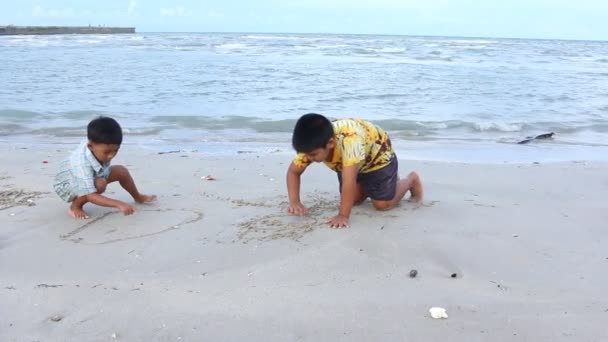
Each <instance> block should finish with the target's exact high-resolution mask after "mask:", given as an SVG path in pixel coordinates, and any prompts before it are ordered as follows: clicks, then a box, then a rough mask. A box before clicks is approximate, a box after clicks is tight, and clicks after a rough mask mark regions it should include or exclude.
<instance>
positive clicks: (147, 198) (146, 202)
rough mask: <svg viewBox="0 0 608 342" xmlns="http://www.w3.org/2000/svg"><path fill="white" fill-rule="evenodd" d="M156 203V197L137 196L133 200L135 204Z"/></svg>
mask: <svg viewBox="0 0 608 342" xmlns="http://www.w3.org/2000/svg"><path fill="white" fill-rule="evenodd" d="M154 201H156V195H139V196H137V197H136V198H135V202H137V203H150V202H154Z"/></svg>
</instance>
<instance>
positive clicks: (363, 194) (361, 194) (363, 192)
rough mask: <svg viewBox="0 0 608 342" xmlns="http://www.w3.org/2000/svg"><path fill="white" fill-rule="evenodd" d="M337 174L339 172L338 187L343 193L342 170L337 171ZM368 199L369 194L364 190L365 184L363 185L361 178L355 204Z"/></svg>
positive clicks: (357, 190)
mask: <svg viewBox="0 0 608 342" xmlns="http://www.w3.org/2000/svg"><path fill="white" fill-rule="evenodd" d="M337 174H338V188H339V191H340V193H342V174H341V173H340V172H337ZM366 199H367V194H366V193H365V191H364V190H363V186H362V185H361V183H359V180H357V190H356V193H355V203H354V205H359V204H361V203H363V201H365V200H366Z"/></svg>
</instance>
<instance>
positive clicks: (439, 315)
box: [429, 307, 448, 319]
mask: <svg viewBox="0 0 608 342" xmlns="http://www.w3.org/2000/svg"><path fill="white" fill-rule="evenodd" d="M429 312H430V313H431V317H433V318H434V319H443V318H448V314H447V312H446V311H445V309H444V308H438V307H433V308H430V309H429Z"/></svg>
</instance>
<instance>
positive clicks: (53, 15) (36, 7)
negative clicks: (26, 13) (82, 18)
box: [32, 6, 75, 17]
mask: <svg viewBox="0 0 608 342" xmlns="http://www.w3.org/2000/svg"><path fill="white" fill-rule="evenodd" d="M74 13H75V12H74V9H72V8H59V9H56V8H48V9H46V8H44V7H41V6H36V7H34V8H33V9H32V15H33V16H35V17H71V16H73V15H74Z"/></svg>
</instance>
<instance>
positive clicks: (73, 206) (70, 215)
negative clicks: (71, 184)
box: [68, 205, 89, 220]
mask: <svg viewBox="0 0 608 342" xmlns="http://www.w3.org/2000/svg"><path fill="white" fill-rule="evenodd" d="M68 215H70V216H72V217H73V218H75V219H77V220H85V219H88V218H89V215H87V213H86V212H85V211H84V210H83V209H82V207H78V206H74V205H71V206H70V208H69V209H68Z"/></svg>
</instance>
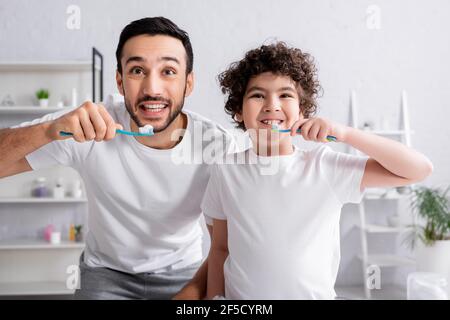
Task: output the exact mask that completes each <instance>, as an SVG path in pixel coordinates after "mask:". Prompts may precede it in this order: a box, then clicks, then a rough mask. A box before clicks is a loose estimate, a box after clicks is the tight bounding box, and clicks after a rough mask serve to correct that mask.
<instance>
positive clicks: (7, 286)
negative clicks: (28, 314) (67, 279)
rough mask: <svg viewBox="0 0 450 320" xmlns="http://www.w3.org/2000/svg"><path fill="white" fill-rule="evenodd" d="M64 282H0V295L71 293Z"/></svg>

- - - - -

Count the lines in the records above that contain the word "negative", and reply with that number alone.

▶ Solution to the exercise: 3